・チャイハネ・ひすいろう 十八・
アッサラーム・アレイコム
ご機嫌、如何でしょうか。本日はお暑いところ、お買い上げ下さり、
または立ち寄ってくださって本当にありがとうございます。
当方、マイナーなイスラーム文化(建築)のサークルでございます。
以前は歴史のすみっこで細々とやっておりました。最近はもっぱら旅行で参加
させていただいております。
よろしければどうか、しばし、おつきあい下さいませ。
今年も暑いですね。またまた連日35度。3年ぶりの猛暑?
勘弁してほしいものです。
すっかりバテております。
★さて今回の新刊は『不動産屋が教えてくれた家探しの秘密−書庫を作るために
その2』でございます。お待たせいたしました。ようやく完結編とあいなりました。
書いていて、これは3冊くらいになるなあ…と思っていたのですが、
だんだん気力と体力に自信がなくなってきて、ここで仕上げなければ、もう
書けなくなるような気がして、必死に追い込みをかけました。
それで2冊分を無理やり詰め込んだ感じになってしまいました。
(いやあ前回も製本には苦労しましたが)
今回は98年冬〜99年秋(〜契約編2)までと2004年秋〜2005年春
(実践編3〜)まで。
途中2001年にも探したんですが、この時は全く収穫なしでした。
紹介したいような面白いものもありませんでした。
ようやっと納得のいく家にめぐり合えたわけですが、なにせ古い家なので、
課題は沢山あります。直す所や変更したい所はいくつも。
そのうち修理編とか改装編なんかができるかもしれませんね。
★最近書庫については、哀しくなるような話ばかりテレビで見るのは私だけでしょうか。
某TV番組で、本棚を作った話などでは、なんと床下ですよ、床下! 信じられません!
野菜やお米や季節ものの服と勘違いしているのでしょうか。
あまりに情けなくて呆然としました。
作った人がいかに本好きではないかがよくわかりました。
それから物を整理するという番組や本でもやはり真先にやり玉に上げられるのが本。
「まず本を整理して捨てましょう」
何?
この人達も本が嫌いなのね。なんと恐ろしいことを…。
私の親の口癖でもありましたが、私などは必死に抵抗してきたものです。
某建築探訪の番組でも、どの家にもホントに本棚がないですねえ。
信じられませんでした。これにはショックでした。
これほど本を読まなくなっているのかと、愕然としました。
こんなに本が邪魔者扱いされているなんて…。
不動産屋や設計士さんにいくら説明しても、なかなかわかってもらえなかったわけです。
★書きおわってから、ふと思い出して井形慶子さんの本を読んでみました。
この人が低予算でイギリス風の家を建てたという話を思い出したのです。
う〜ん…、凄いですね。この情熱。これくらいの情熱がなければ、
自分の思うような家は建てられないでしょうね。いやあ感動しました。
私も昔はイギリスやスペインに移住することを考えた時期がありました。
でも何度か訪れて、現地の人や生活を知るにつけて、
やっぱり自分は日本にしか住めないと思い知らされたものです。
それでもイギリスやスペインの家もいいなと、今でも思うこともあります。

» 設問 1:
本文について、次の問いに答えてください。
(a) 今回の新刊の書名は何ですか。
(b) 2001年の家探しの結果はどうでしたか。
(c) 某TV番組で本棚が作られた場所はどこですか。
» 設問 2:
下の行のうち、文字列「background」を含む行をすべてそのまま写して報告してください。大文字と小文字は区別します。

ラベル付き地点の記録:

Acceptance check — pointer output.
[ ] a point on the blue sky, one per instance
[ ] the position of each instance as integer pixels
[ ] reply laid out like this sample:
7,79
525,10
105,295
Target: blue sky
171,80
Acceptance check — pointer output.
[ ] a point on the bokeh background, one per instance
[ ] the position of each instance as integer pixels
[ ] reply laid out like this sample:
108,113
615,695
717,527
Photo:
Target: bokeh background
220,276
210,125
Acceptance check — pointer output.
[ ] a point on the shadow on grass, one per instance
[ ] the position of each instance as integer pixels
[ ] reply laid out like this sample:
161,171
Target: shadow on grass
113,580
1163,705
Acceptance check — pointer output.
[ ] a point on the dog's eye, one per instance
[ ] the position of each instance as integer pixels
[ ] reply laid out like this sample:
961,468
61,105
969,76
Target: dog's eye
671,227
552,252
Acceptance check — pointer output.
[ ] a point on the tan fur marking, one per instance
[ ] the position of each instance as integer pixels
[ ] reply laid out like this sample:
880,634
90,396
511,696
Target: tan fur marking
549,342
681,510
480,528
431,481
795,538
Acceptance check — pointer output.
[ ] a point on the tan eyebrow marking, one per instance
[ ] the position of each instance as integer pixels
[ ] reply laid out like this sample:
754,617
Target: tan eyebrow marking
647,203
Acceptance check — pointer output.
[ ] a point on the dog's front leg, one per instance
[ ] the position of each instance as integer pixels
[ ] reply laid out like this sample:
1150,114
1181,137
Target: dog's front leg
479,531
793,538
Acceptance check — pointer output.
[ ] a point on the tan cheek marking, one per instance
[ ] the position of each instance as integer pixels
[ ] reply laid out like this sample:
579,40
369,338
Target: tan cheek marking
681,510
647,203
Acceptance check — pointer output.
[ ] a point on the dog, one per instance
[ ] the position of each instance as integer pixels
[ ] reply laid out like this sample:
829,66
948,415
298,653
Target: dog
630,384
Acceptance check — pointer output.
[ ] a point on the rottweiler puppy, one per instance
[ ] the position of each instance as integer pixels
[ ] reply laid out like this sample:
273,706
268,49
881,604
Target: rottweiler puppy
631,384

» 解答例 1:
(a) 『不動産屋が教えてくれた家探しの秘密−書庫を作るために その2』
(b) 全く収穫なしでした。
(c) 床下

» 解答例 2:
[ ] a point on the bokeh background, one per instance
Target: bokeh background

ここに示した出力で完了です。